** begin **

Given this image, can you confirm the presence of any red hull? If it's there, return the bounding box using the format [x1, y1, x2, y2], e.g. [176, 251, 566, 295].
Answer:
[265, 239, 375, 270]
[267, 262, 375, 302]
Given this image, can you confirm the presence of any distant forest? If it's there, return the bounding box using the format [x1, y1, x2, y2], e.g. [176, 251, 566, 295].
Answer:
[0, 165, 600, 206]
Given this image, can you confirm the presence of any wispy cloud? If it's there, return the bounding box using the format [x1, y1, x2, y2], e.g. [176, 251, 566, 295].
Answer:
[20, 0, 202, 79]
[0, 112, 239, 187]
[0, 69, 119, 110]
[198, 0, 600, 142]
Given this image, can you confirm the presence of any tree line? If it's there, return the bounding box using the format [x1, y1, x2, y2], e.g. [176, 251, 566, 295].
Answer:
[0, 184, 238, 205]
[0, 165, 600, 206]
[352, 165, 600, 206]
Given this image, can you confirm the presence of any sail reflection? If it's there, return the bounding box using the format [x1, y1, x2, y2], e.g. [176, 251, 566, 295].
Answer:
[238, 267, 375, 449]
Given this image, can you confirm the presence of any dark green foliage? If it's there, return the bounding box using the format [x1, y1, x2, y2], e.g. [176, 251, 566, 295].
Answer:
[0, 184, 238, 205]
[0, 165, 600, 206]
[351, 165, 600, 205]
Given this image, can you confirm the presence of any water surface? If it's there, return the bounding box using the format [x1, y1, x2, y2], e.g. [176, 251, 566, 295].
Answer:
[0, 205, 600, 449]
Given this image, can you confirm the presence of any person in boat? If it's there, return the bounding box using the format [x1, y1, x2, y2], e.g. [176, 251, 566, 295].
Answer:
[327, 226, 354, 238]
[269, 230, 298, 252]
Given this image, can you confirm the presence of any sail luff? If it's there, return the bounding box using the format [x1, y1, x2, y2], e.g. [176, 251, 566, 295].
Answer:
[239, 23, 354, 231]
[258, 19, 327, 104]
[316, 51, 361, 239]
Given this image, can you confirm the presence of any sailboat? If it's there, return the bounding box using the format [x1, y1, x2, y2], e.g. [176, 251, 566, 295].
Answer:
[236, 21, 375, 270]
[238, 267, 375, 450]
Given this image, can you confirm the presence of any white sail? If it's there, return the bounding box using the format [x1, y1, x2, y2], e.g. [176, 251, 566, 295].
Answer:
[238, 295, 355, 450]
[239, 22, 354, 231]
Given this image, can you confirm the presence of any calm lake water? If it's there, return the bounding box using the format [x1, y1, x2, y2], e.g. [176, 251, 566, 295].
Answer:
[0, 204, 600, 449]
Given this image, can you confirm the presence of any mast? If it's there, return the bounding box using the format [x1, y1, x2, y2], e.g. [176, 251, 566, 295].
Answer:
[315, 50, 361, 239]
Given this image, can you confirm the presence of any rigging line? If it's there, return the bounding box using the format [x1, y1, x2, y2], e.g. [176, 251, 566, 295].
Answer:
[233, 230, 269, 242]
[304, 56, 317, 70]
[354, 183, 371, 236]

** end **

**Goal of the exercise:**
Rewrite the lines above as a numbered list, leaving out any blank lines.

**The answer:**
1. Given this image, can you confirm the presence of any red hull? If it's there, return the bounding box using the format [x1, y1, x2, y2], e.g. [176, 251, 566, 295].
2. Answer:
3. [265, 239, 375, 270]
4. [267, 262, 375, 302]
5. Given this image, can you confirm the presence of any distant forest? If it's there, return the bounding box using the format [x1, y1, x2, y2], e.g. [176, 251, 566, 295].
6. Answer:
7. [0, 165, 600, 206]
8. Given this image, can you confirm the presence of any wispy cloud? If it's there, return the bounding box using the format [x1, y1, x2, y2], e.g. [176, 251, 566, 295].
9. Answer:
10. [20, 0, 202, 79]
11. [0, 112, 239, 187]
12. [0, 69, 119, 110]
13. [198, 0, 600, 142]
14. Given this image, can you confirm the presence of any tree line? If it's there, return the bounding box using the format [x1, y1, x2, y2], e.g. [176, 251, 566, 295].
15. Answer:
16. [0, 184, 238, 205]
17. [0, 165, 600, 206]
18. [352, 165, 600, 206]
19. Given this image, can you confirm the presence of any sail reflection? If it's there, return the bounding box using the format [x1, y1, x2, y2], e.g. [176, 251, 566, 295].
20. Answer:
21. [238, 267, 375, 449]
22. Given this image, can you confirm the presence of any dark green foliage? If it's there, return the bounding box using the format [x1, y1, x2, y2], e.g. [176, 251, 566, 295].
23. Answer:
24. [0, 184, 238, 205]
25. [0, 165, 600, 206]
26. [351, 165, 600, 205]
27. Given this image, can you confirm the presence of any water surface? If it's there, return the bounding box using the format [x1, y1, x2, y2], e.g. [176, 251, 566, 295].
28. Answer:
29. [0, 205, 600, 449]
30. Given this image, can you confirm the presence of any person in boat? If it's there, return the bounding box using the format [x1, y1, x2, y2], e.g. [176, 251, 566, 295].
31. Answer:
32. [327, 226, 354, 238]
33. [269, 230, 298, 252]
34. Given this image, can you confirm the presence of any sail luff? If it's there, return the bounding box using the format [x1, y1, x2, y2], e.g. [176, 251, 566, 295].
35. Answer:
36. [239, 23, 354, 231]
37. [258, 19, 327, 104]
38. [316, 51, 361, 239]
39. Given this image, can you confirm the presence of any sailboat? If it's there, return the bounding box using the format [x1, y1, x2, y2], e.g. [176, 251, 566, 295].
40. Answer:
41. [236, 21, 375, 270]
42. [238, 267, 375, 450]
43. Given this image, can you confirm the presence of any white sail? If it's there, return the bounding box using the format [x1, y1, x2, y2], e.g. [176, 251, 566, 295].
44. Answer:
45. [238, 295, 355, 450]
46. [239, 22, 354, 231]
47. Given this image, can you confirm the presence of any calm lake water? If it's there, return the bounding box using the format [x1, y1, x2, y2], e.g. [176, 251, 566, 295].
48. Answer:
49. [0, 204, 600, 449]
50. Given this image, can you confirm the presence of any mast? If it's there, return the bounding box using the format [x1, y1, x2, y2], e.g. [176, 251, 566, 295].
51. Answer:
52. [315, 50, 361, 239]
53. Given this image, can you confirm the presence of any rigging line? If it's there, return the bounding box using the format [x1, y1, x2, y2], e.g. [176, 251, 566, 295].
54. Answer:
55. [233, 230, 269, 242]
56. [304, 56, 317, 70]
57. [354, 183, 371, 236]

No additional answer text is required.